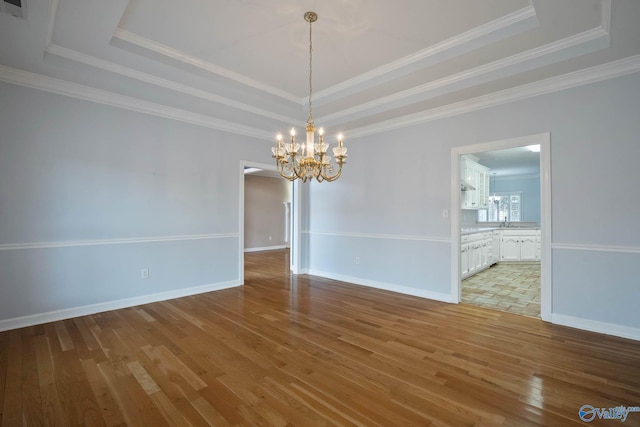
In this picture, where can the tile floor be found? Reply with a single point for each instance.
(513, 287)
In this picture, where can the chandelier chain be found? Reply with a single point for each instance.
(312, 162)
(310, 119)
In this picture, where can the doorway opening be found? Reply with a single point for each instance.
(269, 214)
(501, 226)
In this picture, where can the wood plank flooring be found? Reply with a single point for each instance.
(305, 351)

###

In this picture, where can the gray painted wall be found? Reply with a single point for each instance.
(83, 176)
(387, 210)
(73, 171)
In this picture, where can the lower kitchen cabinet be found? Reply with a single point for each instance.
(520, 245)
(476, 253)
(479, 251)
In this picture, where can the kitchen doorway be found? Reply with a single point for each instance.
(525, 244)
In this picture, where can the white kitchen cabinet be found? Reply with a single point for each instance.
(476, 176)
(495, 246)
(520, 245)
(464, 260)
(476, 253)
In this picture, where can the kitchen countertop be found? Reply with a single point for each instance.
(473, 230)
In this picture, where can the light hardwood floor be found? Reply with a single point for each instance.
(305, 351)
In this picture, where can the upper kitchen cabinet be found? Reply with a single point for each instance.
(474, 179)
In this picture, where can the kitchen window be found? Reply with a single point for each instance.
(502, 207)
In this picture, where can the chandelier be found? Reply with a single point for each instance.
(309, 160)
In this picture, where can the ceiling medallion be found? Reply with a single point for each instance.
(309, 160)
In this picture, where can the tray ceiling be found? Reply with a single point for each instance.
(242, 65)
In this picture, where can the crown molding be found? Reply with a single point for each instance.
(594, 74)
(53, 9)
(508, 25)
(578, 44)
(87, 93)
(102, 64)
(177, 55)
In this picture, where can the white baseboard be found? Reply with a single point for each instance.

###

* _Goal_
Reproduce verbatim the rows starting at the line that contains "In this picture, where can the tray" and ending at the line that contains "In this picture, where can the white baseboard", with both of those lines included.

* _The response_
In this picture, where can the tray ceiling be found? Reply with a single point for each instance.
(242, 65)
In this picture, where can the crown molding be found? Reply with a single point for each instance.
(594, 74)
(53, 9)
(508, 25)
(578, 44)
(87, 93)
(102, 64)
(177, 55)
In this picture, where can the white baseboard be found? Reply with a single point for each instance.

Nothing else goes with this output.